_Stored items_
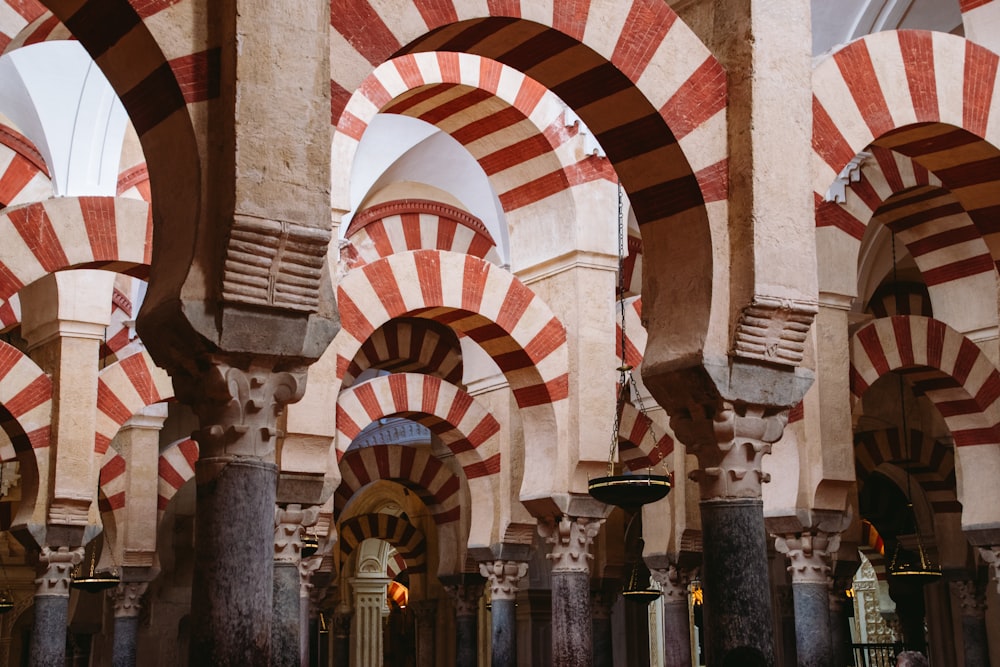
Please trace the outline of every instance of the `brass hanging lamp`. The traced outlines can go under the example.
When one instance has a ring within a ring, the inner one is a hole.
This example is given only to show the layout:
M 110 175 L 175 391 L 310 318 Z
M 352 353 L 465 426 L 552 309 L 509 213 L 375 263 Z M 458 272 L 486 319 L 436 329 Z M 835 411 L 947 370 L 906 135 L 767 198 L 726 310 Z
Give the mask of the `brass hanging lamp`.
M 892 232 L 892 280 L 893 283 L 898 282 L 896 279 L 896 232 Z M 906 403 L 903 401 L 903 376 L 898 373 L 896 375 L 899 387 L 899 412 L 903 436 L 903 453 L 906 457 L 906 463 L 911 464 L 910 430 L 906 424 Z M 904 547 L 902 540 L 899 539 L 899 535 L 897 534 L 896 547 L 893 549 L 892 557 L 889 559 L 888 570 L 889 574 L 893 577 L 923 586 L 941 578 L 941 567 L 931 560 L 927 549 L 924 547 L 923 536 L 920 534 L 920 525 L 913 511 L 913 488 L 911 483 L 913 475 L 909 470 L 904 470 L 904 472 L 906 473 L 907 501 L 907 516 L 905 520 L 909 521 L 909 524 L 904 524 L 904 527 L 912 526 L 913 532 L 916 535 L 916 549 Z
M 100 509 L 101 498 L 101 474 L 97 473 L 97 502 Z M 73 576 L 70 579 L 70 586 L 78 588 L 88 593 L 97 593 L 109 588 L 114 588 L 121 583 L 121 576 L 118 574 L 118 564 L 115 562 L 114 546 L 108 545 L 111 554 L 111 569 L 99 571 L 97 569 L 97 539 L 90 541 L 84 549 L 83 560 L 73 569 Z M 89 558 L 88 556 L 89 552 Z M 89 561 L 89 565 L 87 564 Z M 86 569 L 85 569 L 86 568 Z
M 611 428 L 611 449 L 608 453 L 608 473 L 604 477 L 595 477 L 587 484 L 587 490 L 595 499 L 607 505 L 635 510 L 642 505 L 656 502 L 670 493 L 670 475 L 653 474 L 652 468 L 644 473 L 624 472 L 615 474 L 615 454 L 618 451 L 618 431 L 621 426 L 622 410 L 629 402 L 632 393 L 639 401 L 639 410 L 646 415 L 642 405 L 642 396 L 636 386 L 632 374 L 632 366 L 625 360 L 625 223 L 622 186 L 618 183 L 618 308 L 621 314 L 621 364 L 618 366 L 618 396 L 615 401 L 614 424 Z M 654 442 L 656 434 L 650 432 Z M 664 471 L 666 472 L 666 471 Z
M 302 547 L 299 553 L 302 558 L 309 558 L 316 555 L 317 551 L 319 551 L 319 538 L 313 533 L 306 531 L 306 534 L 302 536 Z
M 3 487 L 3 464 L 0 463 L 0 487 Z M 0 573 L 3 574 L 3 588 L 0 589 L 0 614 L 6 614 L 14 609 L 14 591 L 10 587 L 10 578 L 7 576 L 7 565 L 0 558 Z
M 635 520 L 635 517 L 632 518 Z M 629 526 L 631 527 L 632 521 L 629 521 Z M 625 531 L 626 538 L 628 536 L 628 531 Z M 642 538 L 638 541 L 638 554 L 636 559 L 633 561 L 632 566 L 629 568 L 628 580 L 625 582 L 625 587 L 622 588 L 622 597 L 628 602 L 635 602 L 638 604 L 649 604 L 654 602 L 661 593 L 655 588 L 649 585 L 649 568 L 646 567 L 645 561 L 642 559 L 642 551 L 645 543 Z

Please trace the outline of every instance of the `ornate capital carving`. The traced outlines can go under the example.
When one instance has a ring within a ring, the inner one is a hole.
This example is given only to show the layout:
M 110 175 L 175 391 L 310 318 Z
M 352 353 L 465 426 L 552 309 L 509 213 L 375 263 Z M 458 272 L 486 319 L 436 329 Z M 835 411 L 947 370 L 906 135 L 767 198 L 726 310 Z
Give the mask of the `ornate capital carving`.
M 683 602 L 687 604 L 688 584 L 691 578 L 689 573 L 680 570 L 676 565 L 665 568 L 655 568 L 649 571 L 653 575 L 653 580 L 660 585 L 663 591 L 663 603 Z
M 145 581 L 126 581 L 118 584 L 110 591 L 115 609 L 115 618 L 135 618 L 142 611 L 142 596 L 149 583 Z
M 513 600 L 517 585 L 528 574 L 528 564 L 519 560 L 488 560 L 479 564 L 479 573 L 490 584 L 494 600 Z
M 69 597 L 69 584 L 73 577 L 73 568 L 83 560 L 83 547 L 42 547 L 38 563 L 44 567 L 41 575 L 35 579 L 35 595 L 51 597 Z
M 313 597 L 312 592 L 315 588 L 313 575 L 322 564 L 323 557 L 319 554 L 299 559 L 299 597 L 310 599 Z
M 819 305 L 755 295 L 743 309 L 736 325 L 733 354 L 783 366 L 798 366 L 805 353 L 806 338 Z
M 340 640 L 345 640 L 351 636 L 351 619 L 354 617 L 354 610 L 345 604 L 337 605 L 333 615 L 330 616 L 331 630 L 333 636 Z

_WHAT YOU WILL DO_
Please give an exact printout of all the records, pictures aside.

_OUTPUT OF THE TASK_
Please trace the outline of every instance of the `brass hanging lamp`. The traced outlines can go under the example.
When one instance has a ring within a ring, the inner one is a hole.
This example is given only to show the layout:
M 110 175 L 175 391 L 310 318 Z
M 352 353 L 465 426 L 552 309 L 509 213 L 375 263 Z M 458 272 L 486 319 L 436 329 Z M 835 411 L 947 370 L 906 135 L 767 198 L 726 310 Z
Give the mask of the `brass hanging lamp`.
M 892 232 L 892 280 L 893 283 L 898 282 L 896 279 L 896 232 Z M 906 403 L 903 401 L 903 376 L 898 373 L 896 375 L 899 387 L 899 412 L 903 436 L 903 453 L 906 457 L 906 463 L 911 464 L 910 430 L 906 424 Z M 904 547 L 902 540 L 899 539 L 899 535 L 897 534 L 896 547 L 893 549 L 892 557 L 889 559 L 888 570 L 889 574 L 893 577 L 923 586 L 941 578 L 941 567 L 931 560 L 927 549 L 924 547 L 923 536 L 920 534 L 920 525 L 913 511 L 913 488 L 911 483 L 913 475 L 909 470 L 904 470 L 904 472 L 906 473 L 907 501 L 907 516 L 905 520 L 909 521 L 909 524 L 904 524 L 904 527 L 912 526 L 913 532 L 916 535 L 916 549 Z
M 100 509 L 101 498 L 101 474 L 97 473 L 97 502 Z M 73 576 L 70 579 L 70 586 L 78 588 L 88 593 L 97 593 L 109 588 L 114 588 L 121 583 L 121 576 L 118 574 L 118 564 L 115 562 L 114 546 L 108 545 L 111 554 L 111 569 L 99 571 L 97 569 L 97 539 L 90 541 L 84 549 L 83 560 L 73 569 Z M 89 558 L 88 556 L 89 552 Z M 89 561 L 89 565 L 87 564 Z M 86 569 L 85 569 L 86 568 Z
M 611 428 L 611 449 L 608 453 L 608 473 L 604 477 L 595 477 L 587 484 L 587 490 L 595 499 L 607 505 L 635 510 L 642 505 L 656 502 L 670 493 L 670 475 L 653 474 L 652 468 L 644 473 L 624 472 L 615 474 L 615 454 L 618 451 L 618 431 L 621 426 L 622 410 L 629 402 L 632 393 L 639 401 L 639 410 L 646 415 L 642 405 L 642 396 L 636 386 L 632 374 L 632 366 L 625 360 L 625 223 L 622 186 L 618 183 L 618 308 L 621 314 L 621 364 L 618 366 L 618 396 L 615 401 L 614 424 Z M 654 442 L 656 434 L 650 432 Z M 664 471 L 666 472 L 666 471 Z
M 302 547 L 299 553 L 302 558 L 309 558 L 316 555 L 317 551 L 319 551 L 319 538 L 313 533 L 306 531 L 306 534 L 302 536 Z
M 3 487 L 3 464 L 0 463 L 0 487 Z M 0 573 L 3 574 L 3 588 L 0 589 L 0 614 L 6 614 L 14 609 L 14 591 L 10 587 L 10 578 L 7 576 L 7 565 L 0 558 Z
M 635 520 L 635 517 L 632 518 Z M 629 526 L 631 527 L 632 521 L 629 521 Z M 625 531 L 626 538 L 628 536 L 628 531 Z M 642 538 L 638 541 L 638 554 L 636 559 L 633 561 L 632 566 L 629 568 L 628 580 L 625 582 L 625 587 L 622 588 L 622 597 L 628 602 L 635 602 L 638 604 L 649 604 L 654 602 L 661 593 L 655 588 L 649 585 L 649 568 L 646 567 L 645 561 L 642 559 L 642 551 L 645 543 Z

Please trace the outline of every instance of the `ornate capital carving`. The traced outlines can go under the example.
When one instance has a ring within a ring, the inner one is a hole.
This example is given only to show the layout:
M 110 175 L 175 391 L 310 318 Z
M 352 353 L 465 426 L 552 309 L 509 213 L 375 263 Z M 458 272 L 486 319 L 436 329 Z M 835 411 L 947 370 L 906 135 L 767 198 L 726 310 Z
Give the mask of the `ornate capital carving`.
M 683 602 L 687 604 L 688 584 L 691 578 L 689 573 L 680 570 L 676 565 L 665 568 L 655 568 L 649 571 L 653 575 L 653 580 L 660 585 L 663 591 L 663 603 Z
M 145 581 L 126 581 L 118 584 L 110 591 L 115 609 L 115 618 L 135 618 L 142 611 L 142 596 L 149 583 Z
M 513 600 L 517 585 L 528 574 L 528 564 L 519 560 L 488 560 L 479 564 L 479 573 L 490 584 L 494 600 Z
M 69 597 L 69 584 L 73 577 L 73 568 L 83 560 L 83 547 L 42 547 L 38 563 L 44 567 L 41 575 L 35 579 L 35 595 L 51 597 Z
M 313 597 L 312 592 L 315 588 L 313 575 L 322 564 L 323 557 L 319 554 L 299 559 L 299 597 L 310 599 Z
M 819 305 L 755 295 L 743 309 L 736 325 L 733 354 L 783 366 L 798 366 L 805 353 L 806 338 Z
M 340 640 L 345 640 L 351 636 L 351 619 L 354 617 L 354 610 L 345 604 L 337 605 L 333 615 L 330 616 L 331 630 L 333 636 Z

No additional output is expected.